— Tasks and exercises —
A) Translate this sentence from the Project 4 page into Spanish: "Each application file must contain a special process (function) called Proc(), which is the module's sole public entry point."
B) Rewrite everything from "Splitting Your Kernel" down to "and all ISRs." in the Project 4 page, swapping "klib.c" for "syscalls.c".

— Supplied passage —

○ ○ ○ ○ ○ ○ ○

CMSC 412

Project 4: Loading and Executing Modules

Due: April 24, 1996, in recitation

Introduction

In this project we dynamically load application modules from disk. This involves a new system architecture, which is illustrated in the figure above. As can be seen, there is now one main() module, containing the kernel and associated files, as well as many application modules. Each module is separately compiled into an individual executable file.

To enable this effort, we have provided the following new files:

io412, base412 and c0h are linked in with the main module; io412 and c0grh should be linked in with each application file.

When linking an application module, the order in which you specify the object files matters. Here is a generalized makefile rule that produces an application module from a .c file (the dollar signs indicate special built-in make variables):

.c.mod:
        bcc -v -mh -c $<
        tlink /v c0grh $*.obj klib io412, $*.mod, $*, emu mathh ch

The link command for your kernel should have the form below, with c0h coming first and including both base412 and io412:

tlink /v c0h base412 io412 ..., myos, myos, emu mathh ch

Each application file must contain a special process (function) called Proc(), which is the module's sole public entry point.

Splitting Your Kernel

If you have not already done so, split your kernel into two groups of files. The first group (which we call klib.c) contains the system calls directly callable by application processes. These do not include System_service(), however. The second group (which we call kernel.c) contains System_service(), those functions which are only invoked by System_service() and all ISRs.

Put_char() should be implemented as a system call just like Proc_start(), etc. It should be in klib.c and it should generate an interrupt to System_service(). Otherwise, in each of the modules the Cprintf() in io412.c would refer to a Put_char() which is not the one we have implemented (since the modules are linked seperately).

The reason for this separation is that we want only one kernel, while the function interfaces for system calls (such as Proc_start()) must be linked in with every application module.

To verify that you have created the files properly, test out an old application (using only the main module). Make sure to link in io412.c and base412.c, and not the obsolete cmsc412.c.

Memory Management

  In this project, application processes will now be allowed to dynamically allocate and free memory. You will write the following system calls (to be written in klib.c).

○ ○ ○ ○ ○ ○ ○

— Data —
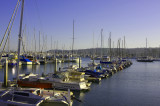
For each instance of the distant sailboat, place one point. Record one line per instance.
(145, 58)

○ ○ ○ ○ ○ ○ ○

— Task-by-task results —
A) Cada archivo de aplicación debe contener un proceso especial (función) llamado Proc(), que es el único punto de entrada público del módulo.

B)
Splitting Your Kernel

If you have not already done so, split your kernel into two groups of files. The first group (which we call syscalls.c) contains the system calls directly callable by application processes. These do not include System_service(), however. The second group (which we call kernel.c) contains System_service(), those functions which are only invoked by System_service() and all ISRs.